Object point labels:
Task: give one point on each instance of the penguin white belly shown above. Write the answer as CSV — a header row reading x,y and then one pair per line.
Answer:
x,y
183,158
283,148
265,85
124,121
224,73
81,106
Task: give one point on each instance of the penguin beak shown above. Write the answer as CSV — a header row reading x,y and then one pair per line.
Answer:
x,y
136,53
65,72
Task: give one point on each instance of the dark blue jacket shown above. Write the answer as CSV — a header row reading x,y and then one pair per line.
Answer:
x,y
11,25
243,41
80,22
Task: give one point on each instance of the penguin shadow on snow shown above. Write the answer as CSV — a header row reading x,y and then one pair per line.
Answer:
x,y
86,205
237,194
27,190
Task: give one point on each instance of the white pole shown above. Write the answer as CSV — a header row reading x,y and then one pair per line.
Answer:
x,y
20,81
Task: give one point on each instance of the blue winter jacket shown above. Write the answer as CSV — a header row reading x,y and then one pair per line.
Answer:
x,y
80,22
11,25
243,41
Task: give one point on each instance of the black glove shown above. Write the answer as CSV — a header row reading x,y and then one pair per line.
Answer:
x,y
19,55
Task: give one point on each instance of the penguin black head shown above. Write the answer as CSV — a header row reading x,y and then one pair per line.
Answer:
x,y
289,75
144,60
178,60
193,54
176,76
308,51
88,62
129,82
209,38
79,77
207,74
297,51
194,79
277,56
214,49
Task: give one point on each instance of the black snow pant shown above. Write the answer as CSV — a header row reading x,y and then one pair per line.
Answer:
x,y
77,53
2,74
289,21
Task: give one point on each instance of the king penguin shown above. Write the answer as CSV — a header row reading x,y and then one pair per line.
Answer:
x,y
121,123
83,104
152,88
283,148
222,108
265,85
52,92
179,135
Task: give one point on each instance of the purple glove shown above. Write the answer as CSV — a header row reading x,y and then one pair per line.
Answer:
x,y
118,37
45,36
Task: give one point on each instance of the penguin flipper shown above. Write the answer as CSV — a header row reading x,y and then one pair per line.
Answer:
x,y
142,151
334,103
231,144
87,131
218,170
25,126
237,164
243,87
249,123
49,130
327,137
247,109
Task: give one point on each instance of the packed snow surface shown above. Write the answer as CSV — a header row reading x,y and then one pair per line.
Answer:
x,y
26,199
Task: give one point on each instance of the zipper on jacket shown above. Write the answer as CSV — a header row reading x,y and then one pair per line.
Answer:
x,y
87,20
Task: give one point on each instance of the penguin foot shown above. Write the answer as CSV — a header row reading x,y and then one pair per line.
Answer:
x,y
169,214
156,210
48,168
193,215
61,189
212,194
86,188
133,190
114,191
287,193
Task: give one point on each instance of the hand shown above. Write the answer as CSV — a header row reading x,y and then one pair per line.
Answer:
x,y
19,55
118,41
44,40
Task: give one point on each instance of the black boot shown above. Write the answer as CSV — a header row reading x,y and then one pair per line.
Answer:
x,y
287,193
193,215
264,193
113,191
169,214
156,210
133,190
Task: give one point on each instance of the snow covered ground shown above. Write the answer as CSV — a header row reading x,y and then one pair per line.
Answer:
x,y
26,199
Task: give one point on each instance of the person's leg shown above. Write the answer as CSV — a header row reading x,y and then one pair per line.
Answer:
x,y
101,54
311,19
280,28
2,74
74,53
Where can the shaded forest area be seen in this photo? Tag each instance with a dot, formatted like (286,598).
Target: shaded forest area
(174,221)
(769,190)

Directive: Please reproduce each record precisely as written.

Reply to the task:
Task: give one point on each instance of the penguin white belly shown above. Write the answer as CSV — a header row reading x,y and then one pair per line.
Answer:
x,y
183,158
283,148
265,85
124,121
224,73
81,106
Task: give one point on each instance of the penguin beak shown above. Write the answer as CSV — a header row reading x,y and then one pair per line.
Answer:
x,y
136,53
65,72
Task: give one point on each instance of the dark blue jacket shown above. Write the answer as CSV — a header row reading x,y and then one pair per line.
Answer:
x,y
11,25
243,41
80,22
Task: give one point on each instance of the penguin shadow on snow shown above. Write the answer as CSV — a header row reading x,y and then one pair per line.
Answer:
x,y
86,205
237,194
27,190
Task: give one point on each instance of the white pole shown above. Write the answer as CSV — a header row reading x,y and then one pair per line.
Answer:
x,y
20,81
Task: give one point on each instance of the blue winter jacket shown above. Write the answer as CSV — a header row reading x,y and then one pair per line.
Answer:
x,y
80,22
11,25
243,41
Task: give one point on each instance of the black glove shown above. Write the answer as CSV — a header row reading x,y and then one pair per line.
Answer:
x,y
19,55
Task: give one point on each instance of the penguin black head shown above. Write the answer as CSV — a header row reading x,y and then one pair per line.
Answer:
x,y
289,75
144,60
178,60
193,54
176,76
308,51
88,62
129,82
209,38
79,77
207,74
297,51
194,79
277,56
214,49
Task: give one point on each instance of the black snow pant shown above. Write the answer as CSV — a header row reading x,y and then one pair per line.
Answer:
x,y
77,53
2,74
289,21
Task: give one point on each instance of the king penguin shown above. Write the answer as CSV — a header row reading x,y and then one pair per line.
Answer:
x,y
121,123
83,104
152,88
283,148
222,108
265,85
52,92
179,135
Task: give one point on each instance of the purple glove shown above. Write the answer as CSV — a header row reading x,y and then one pair per line.
Answer:
x,y
118,37
45,36
Task: give one point on each instance of the penguin flipper shown above. Write the answer as CSV — a header row reading x,y and then one pair per line.
Answer:
x,y
142,151
334,103
231,144
87,131
218,170
25,126
237,164
243,87
249,123
49,130
327,137
247,109
Task: give one point on each instance of the packed snow surface shown above. Write the answer as CSV — a header row reading x,y and then one pair per line.
Answer:
x,y
26,199
Task: give one point on each instance of the zipper on jacket shown above. Write the answer as CSV — a header row reading x,y and then one pair per line.
Answer:
x,y
87,20
Task: give one point on each instance of the penguin foot shown above. Write the answer as CSV — a header row reading x,y and then one pair per line.
Answer:
x,y
169,214
156,210
48,168
193,215
61,189
212,194
86,188
133,190
114,191
287,193
Task: give one point on each instance of the hand shown above. Write the answer as CSV — a header row reading x,y and then one pair per line.
Answer:
x,y
19,55
118,41
44,40
Task: give one point on each instance of the black boot shown above. Write the answer as CSV — a header row reading x,y and then one pair per line.
Answer:
x,y
287,193
193,215
264,193
113,191
169,214
156,210
133,190
Task: give one point on each instance of the snow covered ground shown above. Write the answer as CSV — a header row reading x,y and then one pair per line.
Answer:
x,y
26,199
Task: give one point on each instance of the person's leg shown above. Write the answer as CSV — a header row reading x,y and then one pair per line.
Answer:
x,y
101,54
311,19
280,28
2,74
74,53
Where can the shaded forest area be seen in this photo? Tag each instance with a dot, formatted like (286,598).
Target: shaded forest area
(174,221)
(769,190)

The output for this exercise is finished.